### EXERCISE REQUIREMENTS:
a: Print the stretch from "If so, which" through "as possible ." in the forum thread on buying the SX Pro, word for word.
b: Answer these from the forum thread on buying the SX Pro:
(i) Which carrier is shipping Maya2x's order from Axiogame?
(ii) What country does demondor give when Mark2333 asks which country?
(iii) Which forwarding service does Super.Nova name?

### DOCUMENT SECTION:
⁂
# Has anyone from the Middle East bought the SX Pro?



## demondor (Jul 31, 2018)

If so, which vendor did you buy it from?


----------



## DaveLister (Jul 31, 2018)

-snip-

Go to TX site, reference the recommended sellers as close to your area as possible .


----------



## Mark2333 (Aug 3, 2018)

Which country?


----------



## Maya2x (Aug 3, 2018)

I'm in kuwait, and I ordered an SX Pro from Axiogame about 2 days ago (By DHL) and it's now being shipped. Still don't know the state of the SX Pro itself though, so when it arrives i'll update


----------



## Super.Nova (Aug 3, 2018)

I got an SX Pro for me and SX OS for my brother and used a forwarding service to ship it to me in Saufi Arabia.
Gotta say, it's working great but I no longer have the luxury of time to play as I used to


----------



## demondor (Aug 3, 2018)

Mark2333 said:


> Which country?


UAE

--------------------- MERGED ---------------------------



Maya2x said:


> I'm in kuwait, and I ordered an SX Pro from Axiogame about 2 days ago (By DHL) and it's now being shipped. Still don't know the state of the SX Pro itself though, so when it arrives i'll update


I kept trying to buy it from axiogame but the payment kept failing for some reason

--------------------- MERGED ---------------------------



Super.Nova said:


> I got an SX Pro for me and SX OS for my brother and used a forwarding service to ship it to me in Saufi Arabia.
> Gotta say, it's working great but I no longer have the luxury of time to play as I used to


What forwarding service did you use?


----------



## Super.Nova (Aug 4, 2018)

demondor said:


> UAE
> 
> --------------------- MERGED ---------------------------
> 
> ...


Fish Is Fast.
They're pretty reliable when it comes to collecting multiple orders and shipping them in a single box.


----------
⁂
### DATA EXCERPTS:
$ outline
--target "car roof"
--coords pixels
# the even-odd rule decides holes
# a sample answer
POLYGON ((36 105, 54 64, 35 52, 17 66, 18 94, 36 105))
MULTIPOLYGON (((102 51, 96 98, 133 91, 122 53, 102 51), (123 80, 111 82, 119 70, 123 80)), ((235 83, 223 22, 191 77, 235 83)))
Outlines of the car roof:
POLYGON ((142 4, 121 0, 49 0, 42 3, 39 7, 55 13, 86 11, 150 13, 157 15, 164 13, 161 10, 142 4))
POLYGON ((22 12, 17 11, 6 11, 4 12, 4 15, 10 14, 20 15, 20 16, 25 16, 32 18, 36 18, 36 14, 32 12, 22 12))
⁂
### WORKED SOLUTIONS:
a:
If so, which vendor did you buy it from?


----------



## DaveLister (Jul 31, 2018)

-snip-

Go to TX site, reference the recommended sellers as close to your area as possible .

b:
(i) DHL
(ii) UAE
(iii) Fish Is Fast